# Visual art to pair with a Requiem?



## macgeek2005 (Apr 1, 2006)

I'm going to be putting together a video thing where I'll have the sequence of a Requiem playing, with the English translation appearing, and I'd like there to be a series of paintings/images to go with it as well, following the text as much as possible in terms of their content, etc.

Does anybody have any ideas for what would be good to go along with it? Perhaps mostly religious art from around the 13th century, when the text was written? I just want it to be traditional Western art, fitting of the text, to make it as immersive and dramatic a presentation as possible.

In addition, are there any good online galleries for this sort of thing?

Thanks!


----------



## Art Rock (Nov 28, 2009)

Rothko, his darker works.


----------



## macgeek2005 (Apr 1, 2006)

Hmm... not quite what I had in mind. Traditional Western art, fitting of the text. Religious images.. vivid images.. etc. Not abstract art.


----------



## joen_cph (Jan 17, 2010)

Following your line of thought, Giotto is the most prominent example of 13th-14th century proto-renaissance humanist art with a clear religious programme (the Arena Chapel including the Last Judgment, for instance). 

But his psychological and pictorial language is less developed / expressive by today´s standards than say later artists like Rogier van der Weyden, Hieronymus Bosch, or, even later, Dürer and Michelangelo, who all created ambitious religious compositions too.

(try the google image search)


----------



## JCarmel (Feb 3, 2013)

http://www.wga.hu/index1.html

Hope you find something of use...


----------



## macgeek2005 (Apr 1, 2006)

- _LIST OF TASKS_:
1. In the Requiem art thread, which chapel is given as an example of Giotto's work?
2. From the Requiem art thread, extract the text between "Hmm... not quite" and "(Jan 17, 2010)", inclusive.
The data below has no connection to the Requiem art thread.

- _SOURCE MATERIAL_:
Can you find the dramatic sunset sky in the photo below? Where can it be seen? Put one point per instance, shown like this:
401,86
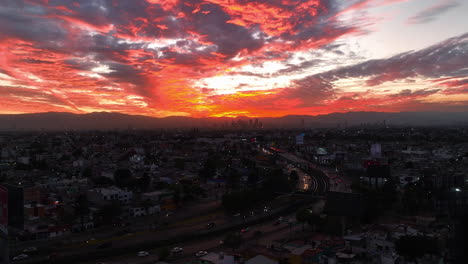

- _SOLUTIONS BELOW_:
1. The Arena Chapel.

2.
Hmm... not quite what I had in mind. Traditional Western art, fitting of the text. Religious images.. vivid images.. etc. Not abstract art.


----------



## joen_cph (Jan 17, 2010)